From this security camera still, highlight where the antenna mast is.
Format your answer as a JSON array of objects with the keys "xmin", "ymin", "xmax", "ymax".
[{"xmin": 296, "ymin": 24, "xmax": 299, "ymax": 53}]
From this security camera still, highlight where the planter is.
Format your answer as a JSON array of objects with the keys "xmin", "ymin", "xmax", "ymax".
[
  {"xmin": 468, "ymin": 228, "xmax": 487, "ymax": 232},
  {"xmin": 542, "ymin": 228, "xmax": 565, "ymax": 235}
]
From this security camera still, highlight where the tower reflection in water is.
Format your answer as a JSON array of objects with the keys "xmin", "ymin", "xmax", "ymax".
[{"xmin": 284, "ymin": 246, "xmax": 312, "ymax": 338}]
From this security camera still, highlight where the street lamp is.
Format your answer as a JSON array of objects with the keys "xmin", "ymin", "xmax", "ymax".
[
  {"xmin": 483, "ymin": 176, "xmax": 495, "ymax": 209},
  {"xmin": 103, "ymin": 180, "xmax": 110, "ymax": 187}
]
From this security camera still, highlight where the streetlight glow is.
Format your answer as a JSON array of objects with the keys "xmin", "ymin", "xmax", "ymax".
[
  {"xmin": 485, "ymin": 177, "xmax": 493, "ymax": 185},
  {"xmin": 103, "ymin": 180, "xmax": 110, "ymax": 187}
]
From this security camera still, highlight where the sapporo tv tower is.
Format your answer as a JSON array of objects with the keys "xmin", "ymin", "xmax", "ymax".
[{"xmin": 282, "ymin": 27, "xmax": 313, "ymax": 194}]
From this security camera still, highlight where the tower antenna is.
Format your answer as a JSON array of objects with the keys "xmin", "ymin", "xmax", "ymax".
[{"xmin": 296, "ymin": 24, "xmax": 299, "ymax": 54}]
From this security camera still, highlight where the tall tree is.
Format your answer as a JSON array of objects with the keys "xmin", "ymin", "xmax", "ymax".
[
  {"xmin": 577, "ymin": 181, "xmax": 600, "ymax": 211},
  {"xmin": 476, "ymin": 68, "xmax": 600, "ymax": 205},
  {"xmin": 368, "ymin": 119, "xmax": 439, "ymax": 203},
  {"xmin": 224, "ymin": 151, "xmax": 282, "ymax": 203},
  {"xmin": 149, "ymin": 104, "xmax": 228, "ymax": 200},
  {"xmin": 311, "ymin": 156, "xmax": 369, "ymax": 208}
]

Work to be completed:
Every line above that holds the string "camera" should be returned.

Response to this exercise:
From this security camera still, highlight where the antenna mast is.
From this security camera still, highlight where the planter is.
From this security camera still, highlight where the tower reflection in water is.
From this security camera still, highlight where the street lamp is.
From this security camera still, highlight where the streetlight glow is.
From this security camera still, highlight where the sapporo tv tower is.
From this security camera still, highlight where the tower antenna is.
From this security camera still, highlight where the tall tree is.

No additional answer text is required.